Task for the records below: copy exactly from the first line on, stopping once the line with "positive clicks: (420, 106) (418, 107)" is copied, and leave out the pictures.

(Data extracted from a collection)
• • • • •

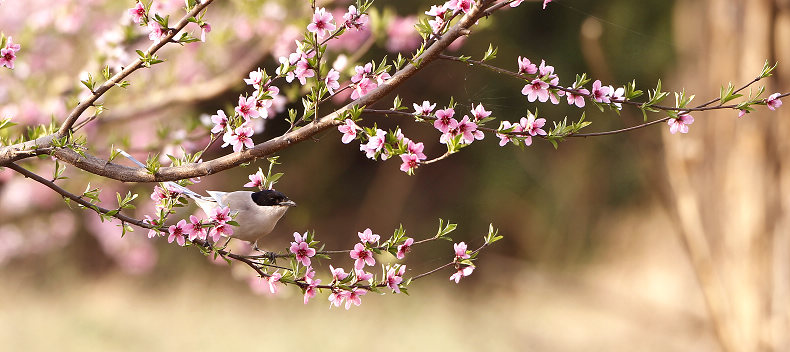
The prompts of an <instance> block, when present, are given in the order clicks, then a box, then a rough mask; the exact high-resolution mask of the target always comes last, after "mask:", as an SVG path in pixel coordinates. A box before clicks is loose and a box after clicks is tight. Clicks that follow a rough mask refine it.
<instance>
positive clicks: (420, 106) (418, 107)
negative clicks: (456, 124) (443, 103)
mask: <svg viewBox="0 0 790 352" xmlns="http://www.w3.org/2000/svg"><path fill="white" fill-rule="evenodd" d="M412 106H414V114H416V115H423V116H428V115H430V114H431V111H433V109H434V108H435V107H436V103H434V104H433V105H431V102H429V101H427V100H424V101H423V102H422V105H417V104H416V103H415V104H412Z"/></svg>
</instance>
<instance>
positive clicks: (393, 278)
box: [266, 229, 414, 309]
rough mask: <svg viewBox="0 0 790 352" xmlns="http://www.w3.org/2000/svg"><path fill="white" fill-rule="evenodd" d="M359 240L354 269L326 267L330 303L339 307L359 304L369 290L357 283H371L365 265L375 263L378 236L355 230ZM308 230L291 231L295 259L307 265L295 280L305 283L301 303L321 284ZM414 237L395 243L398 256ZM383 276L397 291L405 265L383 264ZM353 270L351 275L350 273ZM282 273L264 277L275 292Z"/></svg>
mask: <svg viewBox="0 0 790 352" xmlns="http://www.w3.org/2000/svg"><path fill="white" fill-rule="evenodd" d="M357 235H358V236H359V240H360V242H359V243H357V244H356V245H355V246H354V250H352V251H351V252H350V253H349V256H350V257H351V259H354V269H353V272H350V273H349V272H346V271H345V270H344V269H343V268H335V267H334V266H332V265H330V266H329V270H330V272H331V273H332V281H331V282H330V283H329V285H330V286H331V294H330V295H329V298H328V300H329V302H330V307H331V306H335V307H340V306H341V305H343V304H344V303H345V308H346V309H349V308H351V306H352V305H356V306H359V305H360V304H362V296H364V295H365V294H366V293H367V292H368V291H367V290H366V289H364V288H361V287H358V286H360V285H363V286H368V285H373V282H372V280H373V277H374V276H373V274H372V273H369V272H366V271H365V270H364V269H365V267H366V266H375V265H376V260H375V258H374V257H373V250H372V249H373V248H376V247H378V246H379V242H380V241H381V237H380V236H379V235H377V234H374V233H373V231H372V230H371V229H365V231H363V232H359V233H357ZM308 241H310V239H309V237H308V234H307V233H304V234H299V233H298V232H295V233H294V242H291V247H290V249H289V250H290V252H291V253H293V254H294V256H295V258H296V261H297V262H298V263H300V264H302V265H304V266H305V267H306V269H305V274H304V276H303V277H301V278H299V279H298V280H297V281H304V283H305V285H303V286H302V288H303V290H304V303H305V304H307V303H308V302H309V300H310V299H312V298H313V297H315V295H316V293H317V290H318V286H319V285H320V284H321V280H320V279H316V278H315V273H316V272H315V270H314V269H313V268H312V267H311V266H310V265H311V260H310V258H311V257H313V256H315V255H316V254H317V252H316V250H315V249H314V248H312V247H310V244H309V243H308ZM413 243H414V240H413V239H411V238H407V239H406V240H405V241H404V242H403V243H402V244H401V245H399V246H398V252H397V255H396V256H397V258H398V259H403V258H404V257H405V255H406V252H408V251H409V248H410V246H411V245H412V244H413ZM385 272H386V277H385V278H384V279H383V280H384V281H383V282H382V284H384V285H386V286H387V287H389V288H390V289H392V291H393V292H395V293H400V289H401V288H400V285H401V283H402V282H403V275H404V274H405V273H406V266H405V265H400V264H396V265H390V266H387V267H386V268H385ZM352 274H353V275H352ZM281 278H282V274H280V273H278V272H275V273H273V274H271V275H270V276H269V277H268V278H267V279H266V280H267V281H268V283H269V289H270V291H271V292H272V293H276V292H277V285H278V282H279V281H280V279H281Z"/></svg>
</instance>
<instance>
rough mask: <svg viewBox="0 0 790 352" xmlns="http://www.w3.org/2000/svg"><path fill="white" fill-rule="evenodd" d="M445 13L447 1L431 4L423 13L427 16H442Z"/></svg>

• • • • •

• Expected output:
The prompts of an <instance> block, when present, are given in the order clicks, then a box, then a rough mask; the exact high-resolution mask of the target always comes last, after "mask:", as an SVG path in pixel coordinates. A box before clicks is loose and a box after clicks is tight. Clicks that follow a rough mask refine it.
<instance>
positive clicks: (420, 106) (418, 107)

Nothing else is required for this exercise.